The soul of the thing

2012/06/23

Categories: Personal Politics

Reading David Blankenhorn’s article in the New York Times, I think I have come to understand what went wrong in attempts to preserve “marriage”.

As people have observed, marriage is the primary (and probably best) way in which our societies have provided for children. The problem is the assumption that this is then the definition of marriage. It’s not. The soul of marriage is creating family bonds.

Now, marriage is certainly a good thing if you want to raise kids; they benefit from having a family. But that is not the only thing it is for. Marriage can unite families, by creating a bond of kinship between them. But even without children or other family members in the picture, marriage has value; as God observes, “It is not good that the man should be alone.” Marriage is the way for people to acquire families.

When you realize that it is the creation of family which is the soul of the thing, all the other objections and concerns disintegrate. Marriage need not be specifically about providing a stable family for kids; it can be about providing a stable family for anyone. Whether the goal is to provide a family bond for two individuals, or two families, or two people and their kids, or whatever else, does not matter. Each of these goals is sufficient; no one of them is necessary.
-- -- --
▶ Exercise brief
Revise the essay on marriage from "Categories: Personal Politics" to "creating family bonds.", putting "communities" in place of "societies".

▶ Extracted material
-- -- --
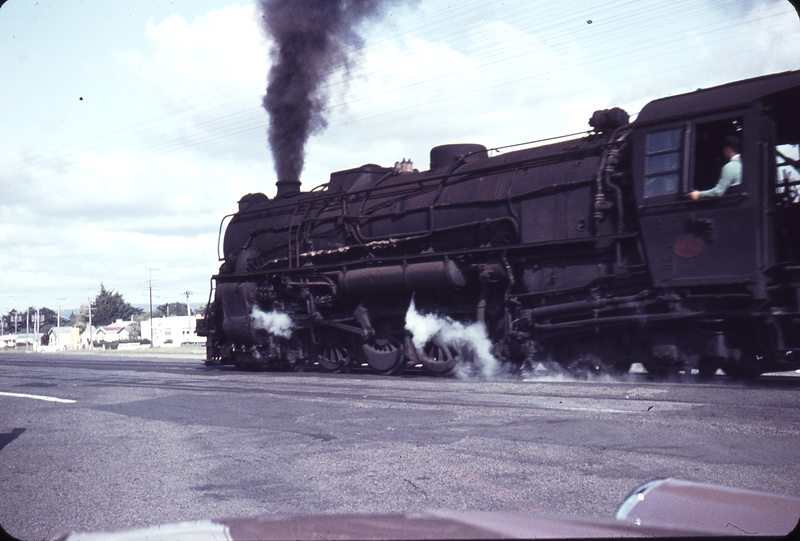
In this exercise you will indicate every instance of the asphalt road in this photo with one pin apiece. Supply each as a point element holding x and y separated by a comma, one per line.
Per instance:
-- -- --
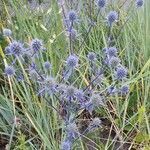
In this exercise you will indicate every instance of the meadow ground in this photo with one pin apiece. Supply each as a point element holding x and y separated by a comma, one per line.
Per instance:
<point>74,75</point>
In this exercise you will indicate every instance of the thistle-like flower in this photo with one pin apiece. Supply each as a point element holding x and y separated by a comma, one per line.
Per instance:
-- -- --
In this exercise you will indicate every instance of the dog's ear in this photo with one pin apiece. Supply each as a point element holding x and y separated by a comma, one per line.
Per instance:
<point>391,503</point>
-- -- --
▶ Answer
Categories: Personal Politics

Reading David Blankenhorn’s article in the New York Times, I think I have come to understand what went wrong in attempts to preserve “marriage”.

As people have observed, marriage is the primary (and probably best) way in which our communities have provided for children. The problem is the assumption that this is then the definition of marriage. It’s not. The soul of marriage is creating family bonds.